_SET TASK_.
Reproduce word for word the part of the passage on C-bits that runs from "1) How to set" to "(t3 and t4).".

_SELECTED TEXT_.
—————
In LogTM, each cache line in the L1 cache has R-bit and Wbit field for detecting conflicts. Besides these two bit fields, we use additional 1-bit field called *C-bit*. The value of Cbit in a cache line represents whether the line has been read and afterwards written from the same thread. When a thread writes on a cache line that the thread has read in the current transaction and whose R-bit is set, the thread sets the C-bit of the cache line. Receiving a read request, a thread tests C-bit and R-bit of the requested cache line, and decides whether it should send NACK or ACK.

Now, we discuss the additional hardware cost for C-bits. C-bit is the 1-bit field for each cache line. Assume that the number of cores is 32, L1 cache is 32 kB, cache line size is 64 Bytes, and the number of ways is 4. In this case, the additional hardware cost for C-bits is  $32 \times 1024/(4 \times 64) = 128$  bits for one core, and only 512 Bytes for whole a 32-core processor.



Fig. 4. Testing C-bits.

#### B. Execution Model

1) How to set C-bits: First, we explain how to set C-bit by using an example shown in Fig. 3, where three threads *Thr*.1 to 3 are executing the same transaction *Tx*.X.

After three threads execute load A, *Thr.1* tries store A (t1). This write access is write-after-read (WaR) and causes a conflict. Hence, *Thr.2* and *Thr.3* send NACKs to *Thr.1*, and *Thr.1* stalls its *Tx.X* (t2). After that, each of *Thr.2* and *Thr.3* tries store A, detects a WaR conflict, and aborts its own *Tx.X*. When aborting its own *Tx.X*, each of *Thr.2* and *Thr.3* tests R-bit of the cache line including A. If R-bit is set, the thread finds that the thread itself has read the cache line before writing on the same cache line, and set C-bit of the line (t3 and t4).

2) *How to test C-bits:* As explained in IV-B1, C-bits are set. Next, we explain how to use the value of C-bits for controlling harmful RaR accesses.

Figure 4 shows an example, where three threads  $Thr.1 \sim 3$  are executing the same transaction Tx.X, and C-bit for the address A on each cache has already been set. First, Thr.2 executes load A, and after that, each of Thr.1 and Thr.3 tries load A and sends a read request for A to Thr.2. Receiving this request, Thr.2 tests C-bit and R-bit of the cache line of A. When both bits are set, or  $C_A \wedge R_A = 1$ , Thr.2 predicts that, even if it grants the read request now, the request sender will send a new write request soon, and a conflict will be brought after all. Therefore, Thr.2 replies to the read request with NACK. Receiving NACK, each of Thr.1 and Thr.3 stalls its Tx.X (t1 and t2), and Thr.2 commits Tx.X, in this example, Thr.1 receives ACK (t3), and Thr.3 keeps stalling (t4).
—————
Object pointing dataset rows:
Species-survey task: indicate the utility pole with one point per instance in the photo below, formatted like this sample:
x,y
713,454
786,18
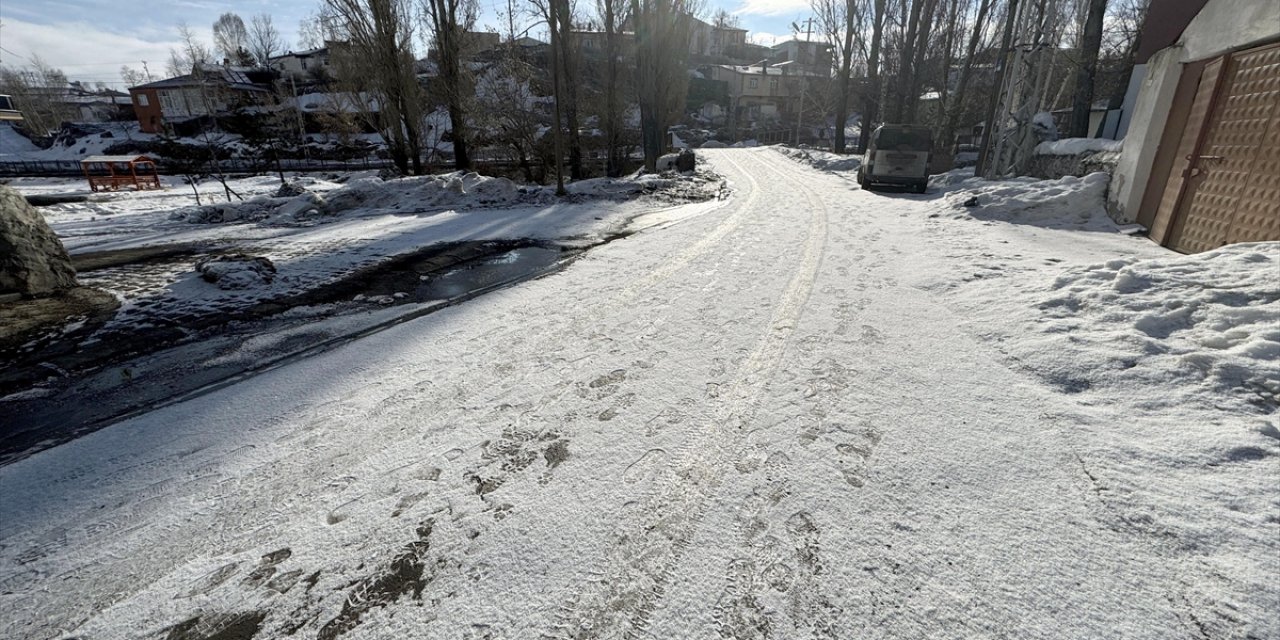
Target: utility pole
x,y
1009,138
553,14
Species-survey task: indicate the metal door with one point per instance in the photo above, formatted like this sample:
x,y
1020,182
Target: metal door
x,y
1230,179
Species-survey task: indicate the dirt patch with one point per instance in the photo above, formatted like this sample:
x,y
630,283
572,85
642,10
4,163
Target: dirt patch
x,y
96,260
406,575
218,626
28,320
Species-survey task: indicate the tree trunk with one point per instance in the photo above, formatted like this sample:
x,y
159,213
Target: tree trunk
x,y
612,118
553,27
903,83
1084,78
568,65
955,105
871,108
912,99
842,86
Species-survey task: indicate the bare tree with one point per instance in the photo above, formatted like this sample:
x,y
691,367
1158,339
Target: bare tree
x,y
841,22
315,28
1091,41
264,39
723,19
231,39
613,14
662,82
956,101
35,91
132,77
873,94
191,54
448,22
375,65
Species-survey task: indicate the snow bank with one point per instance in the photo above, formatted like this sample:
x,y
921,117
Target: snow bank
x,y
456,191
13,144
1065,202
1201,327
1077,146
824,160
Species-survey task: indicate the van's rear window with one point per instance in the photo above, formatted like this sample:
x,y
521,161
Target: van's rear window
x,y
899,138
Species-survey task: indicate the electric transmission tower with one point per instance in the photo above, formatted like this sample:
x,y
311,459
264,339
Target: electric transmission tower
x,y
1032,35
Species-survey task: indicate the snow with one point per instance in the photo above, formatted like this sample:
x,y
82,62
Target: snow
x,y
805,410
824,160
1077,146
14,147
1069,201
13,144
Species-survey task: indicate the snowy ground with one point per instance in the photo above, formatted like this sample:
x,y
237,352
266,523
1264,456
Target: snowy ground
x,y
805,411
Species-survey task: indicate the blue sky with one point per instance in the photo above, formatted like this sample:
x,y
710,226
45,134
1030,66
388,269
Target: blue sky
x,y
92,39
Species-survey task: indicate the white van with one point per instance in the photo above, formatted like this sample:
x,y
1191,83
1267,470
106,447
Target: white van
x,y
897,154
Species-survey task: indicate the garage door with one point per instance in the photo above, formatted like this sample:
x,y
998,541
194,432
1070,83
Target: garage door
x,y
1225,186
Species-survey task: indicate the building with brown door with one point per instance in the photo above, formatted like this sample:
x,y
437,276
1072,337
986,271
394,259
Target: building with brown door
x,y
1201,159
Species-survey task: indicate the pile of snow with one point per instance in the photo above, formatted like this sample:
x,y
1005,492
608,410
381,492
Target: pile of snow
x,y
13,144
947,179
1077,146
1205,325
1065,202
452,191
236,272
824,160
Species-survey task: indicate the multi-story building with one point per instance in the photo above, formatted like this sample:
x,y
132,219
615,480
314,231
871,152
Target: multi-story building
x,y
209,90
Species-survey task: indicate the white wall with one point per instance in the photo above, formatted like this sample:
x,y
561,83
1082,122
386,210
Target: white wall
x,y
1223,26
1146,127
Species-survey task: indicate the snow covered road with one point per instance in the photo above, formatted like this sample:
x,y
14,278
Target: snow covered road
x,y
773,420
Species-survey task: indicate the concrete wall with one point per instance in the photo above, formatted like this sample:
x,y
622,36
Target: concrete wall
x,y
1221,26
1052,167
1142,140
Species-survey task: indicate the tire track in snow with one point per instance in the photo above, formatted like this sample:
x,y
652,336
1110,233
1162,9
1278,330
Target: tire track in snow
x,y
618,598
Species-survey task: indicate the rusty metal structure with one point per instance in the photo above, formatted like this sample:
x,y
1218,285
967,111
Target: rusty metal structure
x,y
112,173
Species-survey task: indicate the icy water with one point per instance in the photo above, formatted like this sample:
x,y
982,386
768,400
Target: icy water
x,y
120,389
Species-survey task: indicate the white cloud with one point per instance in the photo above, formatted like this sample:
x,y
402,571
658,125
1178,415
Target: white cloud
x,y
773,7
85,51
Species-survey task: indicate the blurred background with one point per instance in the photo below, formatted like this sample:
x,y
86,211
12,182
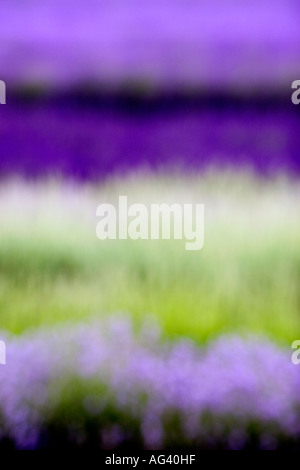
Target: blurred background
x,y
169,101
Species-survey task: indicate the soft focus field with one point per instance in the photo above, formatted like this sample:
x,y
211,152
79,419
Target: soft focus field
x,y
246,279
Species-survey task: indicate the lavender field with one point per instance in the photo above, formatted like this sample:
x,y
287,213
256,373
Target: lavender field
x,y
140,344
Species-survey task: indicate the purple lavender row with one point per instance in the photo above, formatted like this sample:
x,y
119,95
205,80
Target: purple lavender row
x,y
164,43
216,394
—————
_EXERCISE OUTPUT_.
1) How to set C-bits: First, we explain how to set C-bit by using an example shown in Fig. 3, where three threads *Thr*.1 to 3 are executing the same transaction *Tx*.X.

After three threads execute load A, *Thr.1* tries store A (t1). This write access is write-after-read (WaR) and causes a conflict. Hence, *Thr.2* and *Thr.3* send NACKs to *Thr.1*, and *Thr.1* stalls its *Tx.X* (t2). After that, each of *Thr.2* and *Thr.3* tries store A, detects a WaR conflict, and aborts its own *Tx.X*. When aborting its own *Tx.X*, each of *Thr.2* and *Thr.3* tests R-bit of the cache line including A. If R-bit is set, the thread finds that the thread itself has read the cache line before writing on the same cache line, and set C-bit of the line (t3 and t4).